▸ **Textauszug**

================================

Rede von Yvonne Ploetz,

Herr Präsident,
liebe Kolleginnen und Kollegen,

stellen wir uns kurz vor, in Deutschland wären Männer und Frauen gleichgestellt. Dann wäre es möglich, Kinder zu erziehen und ohne Probleme trotzdem Karriere zu machen. Wenn es um Führungspositionen geht müssten sich Frauen nicht mehr sagen lassen, ihr wollt ja eigentlich gar nicht in die oberen Etagen – nein, sie säßen ganz selbstverständlich auf dem Chefsessel statt im Vorzimmer. Und Erzieherinnen würden am Ende des Tages gemeinsam mit ihren männlichen Kollegen den Kindergarten zusperren – und zwar zufrieden, weil ihr Beruf gesellschaftlich angesehen und angemessen bezahlt wäre.

Nun wissen wir alle, dass der Alltag ein ganz anderer ist. Aber zum Glück gibt es viele Frauen, die jeden Tag für ihre Rechte streiten. Und sie können sich dabei auf das Deutsche Grundgesetz berufen. Dort steht seit 1949 in Artikel 3 Absatz 2: „Männer und Frauen sind gleichberechtigt. Der Staat fördert die tatsächliche Durchsetzung der Gleichberechtigung von Frauen und Männern und wirkt auf die Beseitigung bestehender Nachteile hin“.
Dazu gehört eigentlich all das was ich gerade beschrieben habe und noch vieles mehr.

Wenn wir jetzt also über die Quote und die Initiativen von SPD und Grünen reden, sollten wir im Hinterkopf behalten, dass Gleichstellung nicht nur bedeutet, einen gleichberechtigten Zugang zu Führungspositionen zu fordern, sondern dass Frauen und Männer in allen gesellschaftlichen Bereichen gleichgestellt sein müssen. Die Quote ist ein wichtiges Mittel, nicht das Ziel. Sie ist ein Türöffner hin zur Idee der Geschlechtergerechtigkeit. Die von Frauenministerin Schröder vorgeschlagene Flexiquote ist das nicht.

================================

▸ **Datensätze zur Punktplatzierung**

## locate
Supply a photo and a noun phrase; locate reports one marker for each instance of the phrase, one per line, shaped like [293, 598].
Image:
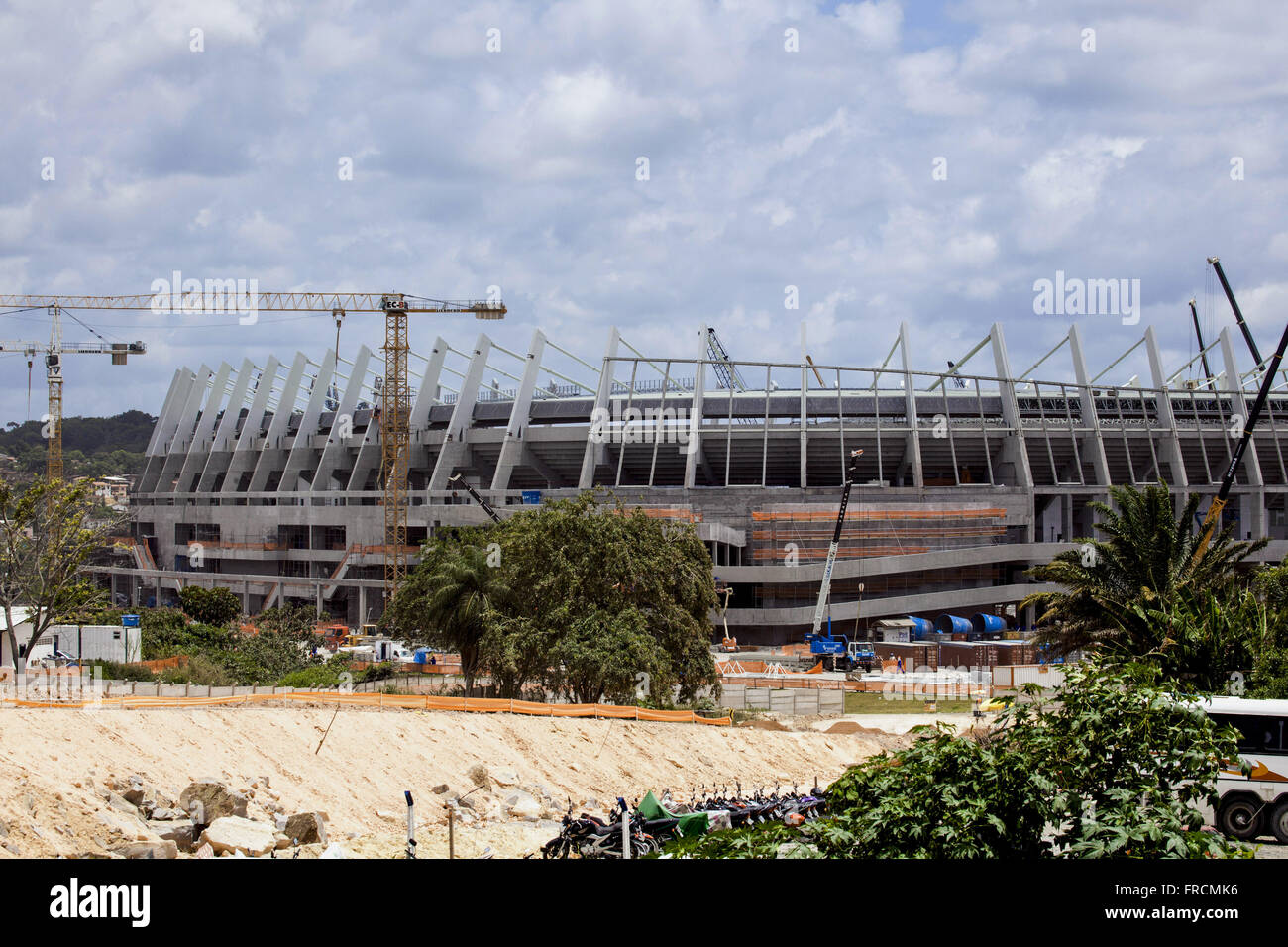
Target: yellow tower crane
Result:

================================

Setzen Sie die Rede über Gleichstellung und Frauenquote im Anschluss an ihren letzten Satz fort.

▸ **Lösung der Übung**
Und die lauert bereits im Hintergrund, während wir hier debattieren. Kurz zur Erläuterung: Die Flexiquote ist eine freiwillige Selbstverpflichtung, die sich die DAX-Unternehmen selbst geben. Und das Ergebnis? „Dax-Konzerne bremsen Frauenquote aus“, fasst die Süddeutsche Zeitung im Oktober dieses Jahres treffend zusammen. Es gibt einige positive Beispiele, die den Frauenanteil in Führungspositionen bis 2015 auf 30 Prozent erhöhen wollen. Allianz, Bayer, Commerzbank und Deutschen Telekom sind da zu nennen. Andere Unternehmen wie BMW oder Daimler wollten sich dagegen fünf Jahre Zeit lassen und streben lediglich eine Frauenquote von 20 Prozent oder weniger an.

Ich bitte Sie, das sind doch alles Alibi-Veranstaltungen.

Und wir wissen, dass in den vergangenen 10 Jahren der Frauenanteil in den Vorständen der DAX-Unternehmen von 2,5 auf gerade einmal 3,7 Prozent gestiegen ist. Ein bisschen mehr als 1 Prozent Verbesserung in 10 Jahren, muss für die Zukunft heißen, dass man den Unternehmen nicht eben nochmals 10 Jahre Zeit gibt, nochmals 10 Jahre nicht handeln zu müssen. Wir brauchen eine gesetzliche Quote. Ihre Flexiquote ist ein Symbol für die Biegsamkeit des politischen Rückgrats dieser Regierung in der Frauenfrage.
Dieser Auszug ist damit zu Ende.